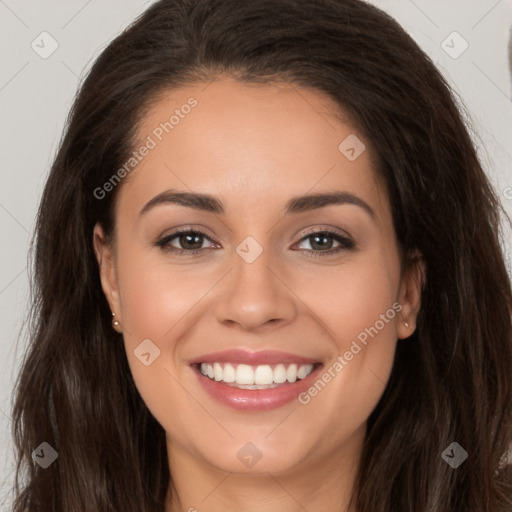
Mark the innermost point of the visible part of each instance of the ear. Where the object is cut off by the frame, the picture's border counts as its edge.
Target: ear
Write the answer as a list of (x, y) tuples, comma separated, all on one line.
[(409, 297), (108, 275)]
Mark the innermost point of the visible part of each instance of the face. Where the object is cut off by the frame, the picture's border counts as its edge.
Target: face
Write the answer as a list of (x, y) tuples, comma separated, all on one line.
[(257, 283)]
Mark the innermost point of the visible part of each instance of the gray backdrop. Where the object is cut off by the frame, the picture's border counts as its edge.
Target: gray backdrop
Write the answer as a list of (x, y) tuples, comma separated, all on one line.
[(46, 47)]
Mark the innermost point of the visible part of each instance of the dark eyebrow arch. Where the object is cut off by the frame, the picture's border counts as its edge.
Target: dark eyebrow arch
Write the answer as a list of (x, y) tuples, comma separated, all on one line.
[(298, 204)]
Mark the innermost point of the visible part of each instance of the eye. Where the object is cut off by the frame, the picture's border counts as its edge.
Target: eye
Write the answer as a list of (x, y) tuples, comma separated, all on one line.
[(321, 243), (190, 241)]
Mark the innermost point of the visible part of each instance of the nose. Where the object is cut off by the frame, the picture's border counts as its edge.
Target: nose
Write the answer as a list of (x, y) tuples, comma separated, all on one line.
[(254, 296)]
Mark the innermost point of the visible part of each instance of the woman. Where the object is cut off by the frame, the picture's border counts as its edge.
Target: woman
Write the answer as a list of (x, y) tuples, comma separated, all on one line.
[(268, 276)]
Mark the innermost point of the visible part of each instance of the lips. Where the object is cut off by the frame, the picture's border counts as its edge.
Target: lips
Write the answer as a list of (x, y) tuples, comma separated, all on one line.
[(284, 386)]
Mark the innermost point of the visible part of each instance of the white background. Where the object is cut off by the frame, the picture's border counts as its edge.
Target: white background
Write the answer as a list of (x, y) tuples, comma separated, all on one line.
[(36, 94)]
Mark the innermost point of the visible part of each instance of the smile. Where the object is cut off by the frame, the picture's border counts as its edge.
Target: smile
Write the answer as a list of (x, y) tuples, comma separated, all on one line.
[(265, 376)]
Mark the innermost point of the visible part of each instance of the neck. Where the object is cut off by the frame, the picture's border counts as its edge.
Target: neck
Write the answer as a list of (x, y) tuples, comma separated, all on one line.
[(324, 482)]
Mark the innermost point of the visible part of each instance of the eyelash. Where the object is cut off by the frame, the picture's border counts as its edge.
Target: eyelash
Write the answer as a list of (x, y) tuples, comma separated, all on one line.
[(346, 243)]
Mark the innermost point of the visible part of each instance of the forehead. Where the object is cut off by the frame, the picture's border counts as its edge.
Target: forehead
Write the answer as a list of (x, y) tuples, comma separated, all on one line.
[(226, 138)]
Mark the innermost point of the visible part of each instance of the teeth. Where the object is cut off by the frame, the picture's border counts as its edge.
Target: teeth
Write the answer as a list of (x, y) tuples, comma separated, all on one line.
[(255, 377)]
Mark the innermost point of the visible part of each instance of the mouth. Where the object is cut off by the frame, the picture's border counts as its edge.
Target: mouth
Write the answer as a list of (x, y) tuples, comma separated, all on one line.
[(244, 376), (255, 381)]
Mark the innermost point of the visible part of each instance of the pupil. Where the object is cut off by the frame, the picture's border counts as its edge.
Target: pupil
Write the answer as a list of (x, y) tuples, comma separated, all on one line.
[(324, 241), (185, 239)]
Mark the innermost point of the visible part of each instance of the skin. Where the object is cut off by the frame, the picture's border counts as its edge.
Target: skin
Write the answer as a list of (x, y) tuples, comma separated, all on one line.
[(255, 147)]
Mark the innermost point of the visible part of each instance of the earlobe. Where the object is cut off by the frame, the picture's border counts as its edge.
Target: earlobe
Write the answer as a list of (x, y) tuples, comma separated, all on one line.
[(411, 287), (106, 264)]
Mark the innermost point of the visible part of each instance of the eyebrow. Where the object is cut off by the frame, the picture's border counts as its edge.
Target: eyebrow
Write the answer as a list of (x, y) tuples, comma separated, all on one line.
[(298, 204)]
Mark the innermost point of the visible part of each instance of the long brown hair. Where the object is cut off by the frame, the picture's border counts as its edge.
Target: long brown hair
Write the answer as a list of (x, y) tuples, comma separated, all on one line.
[(451, 381)]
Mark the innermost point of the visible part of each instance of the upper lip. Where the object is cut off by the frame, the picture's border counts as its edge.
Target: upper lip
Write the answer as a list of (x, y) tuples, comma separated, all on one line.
[(242, 356)]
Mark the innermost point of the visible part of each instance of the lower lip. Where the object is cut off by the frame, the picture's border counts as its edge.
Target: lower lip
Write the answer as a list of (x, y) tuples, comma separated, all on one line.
[(256, 399)]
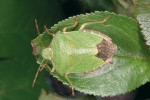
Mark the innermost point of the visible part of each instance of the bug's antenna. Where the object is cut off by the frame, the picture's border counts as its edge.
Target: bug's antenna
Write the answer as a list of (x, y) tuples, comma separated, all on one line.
[(46, 29), (37, 27)]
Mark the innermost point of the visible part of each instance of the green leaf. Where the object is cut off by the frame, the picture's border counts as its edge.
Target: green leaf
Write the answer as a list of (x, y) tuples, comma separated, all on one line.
[(130, 68), (142, 7), (144, 20), (47, 96), (17, 29), (142, 12)]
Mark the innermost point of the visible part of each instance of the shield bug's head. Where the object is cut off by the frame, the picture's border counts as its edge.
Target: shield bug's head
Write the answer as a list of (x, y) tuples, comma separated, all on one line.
[(47, 53)]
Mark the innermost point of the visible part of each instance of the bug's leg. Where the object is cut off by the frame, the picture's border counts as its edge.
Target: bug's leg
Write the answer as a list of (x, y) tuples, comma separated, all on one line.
[(37, 28), (36, 75), (46, 29), (71, 27), (51, 69), (70, 83), (90, 23)]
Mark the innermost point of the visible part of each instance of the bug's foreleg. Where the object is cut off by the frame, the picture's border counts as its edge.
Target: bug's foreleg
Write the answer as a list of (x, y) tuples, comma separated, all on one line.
[(46, 29), (90, 23), (71, 27), (36, 75), (70, 83)]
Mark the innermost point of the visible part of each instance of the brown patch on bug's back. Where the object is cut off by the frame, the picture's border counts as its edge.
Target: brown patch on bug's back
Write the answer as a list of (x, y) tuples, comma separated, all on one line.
[(106, 49)]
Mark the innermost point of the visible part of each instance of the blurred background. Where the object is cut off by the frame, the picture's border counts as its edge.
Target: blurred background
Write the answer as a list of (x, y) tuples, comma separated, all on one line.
[(17, 29)]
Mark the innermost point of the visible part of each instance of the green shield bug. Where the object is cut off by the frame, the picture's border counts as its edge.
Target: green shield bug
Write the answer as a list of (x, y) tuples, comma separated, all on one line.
[(81, 51)]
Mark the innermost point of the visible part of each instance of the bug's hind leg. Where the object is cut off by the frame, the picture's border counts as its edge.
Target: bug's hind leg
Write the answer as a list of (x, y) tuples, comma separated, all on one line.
[(90, 23), (70, 83), (71, 27)]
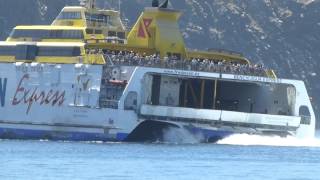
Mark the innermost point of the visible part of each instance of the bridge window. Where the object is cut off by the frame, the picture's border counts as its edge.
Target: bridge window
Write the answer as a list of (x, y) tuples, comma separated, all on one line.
[(26, 52), (69, 15), (97, 18), (59, 51), (305, 115), (112, 34)]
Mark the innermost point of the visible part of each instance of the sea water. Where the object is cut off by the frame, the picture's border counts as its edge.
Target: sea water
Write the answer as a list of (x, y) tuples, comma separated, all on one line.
[(237, 157)]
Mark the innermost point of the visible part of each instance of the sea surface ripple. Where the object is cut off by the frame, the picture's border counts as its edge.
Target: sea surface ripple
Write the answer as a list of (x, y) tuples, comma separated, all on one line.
[(237, 157)]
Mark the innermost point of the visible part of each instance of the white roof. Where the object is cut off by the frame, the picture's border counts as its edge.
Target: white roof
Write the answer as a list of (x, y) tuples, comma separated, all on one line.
[(62, 44)]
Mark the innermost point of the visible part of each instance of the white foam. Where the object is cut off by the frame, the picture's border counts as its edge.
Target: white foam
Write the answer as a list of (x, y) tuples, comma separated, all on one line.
[(252, 140)]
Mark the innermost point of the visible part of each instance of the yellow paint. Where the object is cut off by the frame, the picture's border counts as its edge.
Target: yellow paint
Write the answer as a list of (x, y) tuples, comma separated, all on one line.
[(162, 34)]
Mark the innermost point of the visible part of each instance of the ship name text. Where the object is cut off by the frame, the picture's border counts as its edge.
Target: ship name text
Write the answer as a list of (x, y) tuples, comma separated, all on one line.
[(255, 78), (3, 89), (30, 96)]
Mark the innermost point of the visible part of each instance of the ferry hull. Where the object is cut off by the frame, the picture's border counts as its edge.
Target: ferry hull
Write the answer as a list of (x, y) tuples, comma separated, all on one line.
[(67, 107)]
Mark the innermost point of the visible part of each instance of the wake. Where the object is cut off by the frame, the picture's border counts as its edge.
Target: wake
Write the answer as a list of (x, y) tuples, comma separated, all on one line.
[(258, 140)]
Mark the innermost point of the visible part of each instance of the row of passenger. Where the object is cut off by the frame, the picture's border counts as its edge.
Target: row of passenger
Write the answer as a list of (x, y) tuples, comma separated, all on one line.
[(206, 65)]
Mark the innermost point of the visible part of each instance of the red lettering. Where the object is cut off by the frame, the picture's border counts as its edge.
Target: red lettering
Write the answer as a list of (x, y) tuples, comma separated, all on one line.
[(22, 95)]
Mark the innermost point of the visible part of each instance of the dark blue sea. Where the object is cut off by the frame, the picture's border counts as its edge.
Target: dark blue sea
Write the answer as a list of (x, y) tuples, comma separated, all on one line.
[(237, 157)]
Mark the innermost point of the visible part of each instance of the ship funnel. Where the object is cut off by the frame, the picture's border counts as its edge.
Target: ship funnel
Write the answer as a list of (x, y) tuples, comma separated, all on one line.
[(155, 3), (157, 28)]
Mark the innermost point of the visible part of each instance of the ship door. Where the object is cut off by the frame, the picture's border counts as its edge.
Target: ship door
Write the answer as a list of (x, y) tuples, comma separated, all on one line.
[(81, 90), (305, 115), (156, 90)]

#### SET EXERCISE:
Copy the lines from the one with "the bug's hind" up to and including the one with "[(90, 23), (70, 83), (71, 27)]", reproducing them verbatim.

#### RESPONSE TO THE EXERCISE:
Mark the innermost point of the visible part of each instance of the bug's hind leg. Where the object is cut off by the frame, the picture's border counts as its edge.
Target: bug's hind leg
Write the answer as a list of (x, y) tuples, comma separated, all on one line.
[(90, 23), (70, 83), (71, 27)]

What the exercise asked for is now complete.